▶ [WHAT TO WORK ON]: The expected reply is all of the data, returned exactly.

▶ [LISTED RECORDS]:
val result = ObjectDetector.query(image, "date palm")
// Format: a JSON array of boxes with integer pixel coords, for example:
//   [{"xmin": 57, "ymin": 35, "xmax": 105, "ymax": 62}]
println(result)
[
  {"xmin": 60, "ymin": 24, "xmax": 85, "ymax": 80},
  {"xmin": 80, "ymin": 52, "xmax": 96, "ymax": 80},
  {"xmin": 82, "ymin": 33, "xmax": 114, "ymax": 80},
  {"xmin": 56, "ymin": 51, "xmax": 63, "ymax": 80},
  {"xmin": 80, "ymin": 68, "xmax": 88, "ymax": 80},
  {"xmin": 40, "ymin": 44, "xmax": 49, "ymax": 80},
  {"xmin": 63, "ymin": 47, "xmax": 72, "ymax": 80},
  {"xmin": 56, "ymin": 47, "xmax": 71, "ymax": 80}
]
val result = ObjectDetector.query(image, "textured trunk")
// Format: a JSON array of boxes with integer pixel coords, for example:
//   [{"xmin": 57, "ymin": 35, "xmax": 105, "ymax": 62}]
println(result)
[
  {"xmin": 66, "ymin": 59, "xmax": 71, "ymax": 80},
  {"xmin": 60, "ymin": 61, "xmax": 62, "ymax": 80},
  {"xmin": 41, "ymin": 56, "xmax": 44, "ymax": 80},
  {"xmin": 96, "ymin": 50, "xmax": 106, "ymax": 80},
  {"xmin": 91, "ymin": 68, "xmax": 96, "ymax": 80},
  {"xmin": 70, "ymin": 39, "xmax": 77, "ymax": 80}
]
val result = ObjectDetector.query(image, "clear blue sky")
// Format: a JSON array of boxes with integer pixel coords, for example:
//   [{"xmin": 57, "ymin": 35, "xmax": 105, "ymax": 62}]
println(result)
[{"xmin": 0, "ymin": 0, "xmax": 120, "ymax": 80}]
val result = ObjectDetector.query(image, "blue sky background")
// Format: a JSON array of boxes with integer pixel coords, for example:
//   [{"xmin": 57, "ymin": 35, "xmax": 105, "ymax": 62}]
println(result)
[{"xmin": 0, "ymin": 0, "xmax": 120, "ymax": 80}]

▶ [SOLUTION TO THIS TASK]:
val result = ObjectDetector.query(image, "date palm")
// Format: a JSON array of boxes with integer pixel coords, for example:
//   [{"xmin": 57, "ymin": 35, "xmax": 105, "ymax": 62}]
println(result)
[
  {"xmin": 60, "ymin": 24, "xmax": 85, "ymax": 80},
  {"xmin": 80, "ymin": 52, "xmax": 96, "ymax": 80},
  {"xmin": 82, "ymin": 33, "xmax": 114, "ymax": 80},
  {"xmin": 56, "ymin": 51, "xmax": 63, "ymax": 80},
  {"xmin": 80, "ymin": 68, "xmax": 88, "ymax": 80},
  {"xmin": 40, "ymin": 44, "xmax": 49, "ymax": 80},
  {"xmin": 63, "ymin": 47, "xmax": 72, "ymax": 80},
  {"xmin": 56, "ymin": 47, "xmax": 71, "ymax": 80}
]
val result = ObjectDetector.query(image, "textured trunk")
// Format: a JSON array of boxes with integer pixel coords, for example:
//   [{"xmin": 57, "ymin": 35, "xmax": 105, "ymax": 62}]
println(result)
[
  {"xmin": 66, "ymin": 59, "xmax": 71, "ymax": 80},
  {"xmin": 60, "ymin": 61, "xmax": 62, "ymax": 80},
  {"xmin": 41, "ymin": 56, "xmax": 44, "ymax": 80},
  {"xmin": 96, "ymin": 50, "xmax": 106, "ymax": 80},
  {"xmin": 91, "ymin": 68, "xmax": 96, "ymax": 80},
  {"xmin": 70, "ymin": 39, "xmax": 77, "ymax": 80}
]
val result = ObjectDetector.query(image, "clear blue sky")
// Format: a JSON array of boxes with integer pixel coords, for example:
//   [{"xmin": 57, "ymin": 35, "xmax": 105, "ymax": 62}]
println(result)
[{"xmin": 0, "ymin": 0, "xmax": 120, "ymax": 80}]
val result = ObjectDetector.query(image, "blue sky background")
// Format: a JSON array of boxes with integer pixel coords, for example:
//   [{"xmin": 57, "ymin": 35, "xmax": 105, "ymax": 62}]
println(result)
[{"xmin": 0, "ymin": 0, "xmax": 120, "ymax": 80}]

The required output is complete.